# WORK ITEM:
Copy word for word the stretch of the passage on Ugandan fathers and child nutrition from "Researchers at the" through "and Metabolism (1).".

# SOURCE PASSAGE:

· · · · ·

Researchers at the Mbarara University of Science and Technology in Uganda have investigated the extent to which fathers contribute to the reduction of malnutrition in their infants. The results of this study with 344 fathers from Ugandan infants, living in a rural region in the southwest of the country, were published in the Journal of Nutrition and Metabolism (1).
The Ugandan on average 40-year-oldfathers mainly gave material assistance to the nutritional status of their under five years old children. For example, 93,6 % of the men interviewed provided money to buy food for their families, 47 % financed their women’s transport to children’s hospitals that also provide food assistance. Only few men have advised or supported their wives in choosing suitable foods for the children, assisting them in deciding to breastfeed (for a longer period) or relieved them in home and field work, due to a lack of necessary skills. Nevertheless, few fathers still expressed their desire to know more about feeding of their children.
The authors of the study argue that fathers’ social support for mothers is indispensable for alleviating malnutrition in infants. With this assessment, they reaffirm the position of the Ugandan Ministry of Health, which urges the fathers’ commitment to optimal child nutrition in the Nursing and Infant Nutrition Policy (2).

· · · · ·

# DATA FOR REVIEW:
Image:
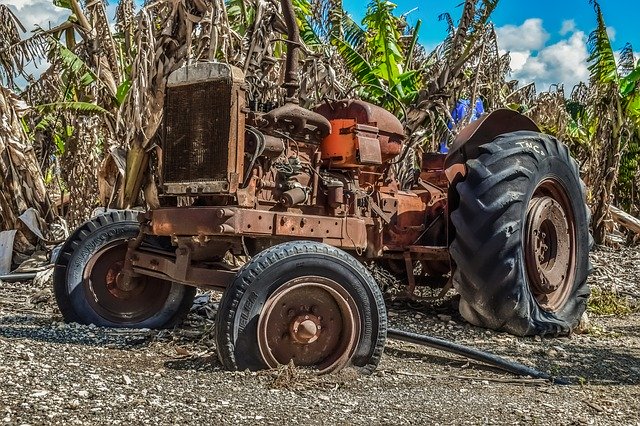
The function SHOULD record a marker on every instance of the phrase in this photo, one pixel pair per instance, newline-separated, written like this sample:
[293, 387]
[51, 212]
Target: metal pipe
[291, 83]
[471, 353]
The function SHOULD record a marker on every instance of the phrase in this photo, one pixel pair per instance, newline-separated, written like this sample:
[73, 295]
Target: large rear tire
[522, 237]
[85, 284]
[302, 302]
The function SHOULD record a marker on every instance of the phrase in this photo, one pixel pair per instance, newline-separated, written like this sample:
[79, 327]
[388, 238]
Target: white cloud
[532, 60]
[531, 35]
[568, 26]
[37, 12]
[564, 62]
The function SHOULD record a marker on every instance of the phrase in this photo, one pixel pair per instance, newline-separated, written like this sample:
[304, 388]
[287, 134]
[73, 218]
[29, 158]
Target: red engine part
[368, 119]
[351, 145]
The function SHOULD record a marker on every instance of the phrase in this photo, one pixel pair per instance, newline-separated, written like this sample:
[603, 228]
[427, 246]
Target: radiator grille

· · · · ·

# TASK RESULT:
Researchers at the Mbarara University of Science and Technology in Uganda have investigated the extent to which fathers contribute to the reduction of malnutrition in their infants. The results of this study with 344 fathers from Ugandan infants, living in a rural region in the southwest of the country, were published in the Journal of Nutrition and Metabolism (1).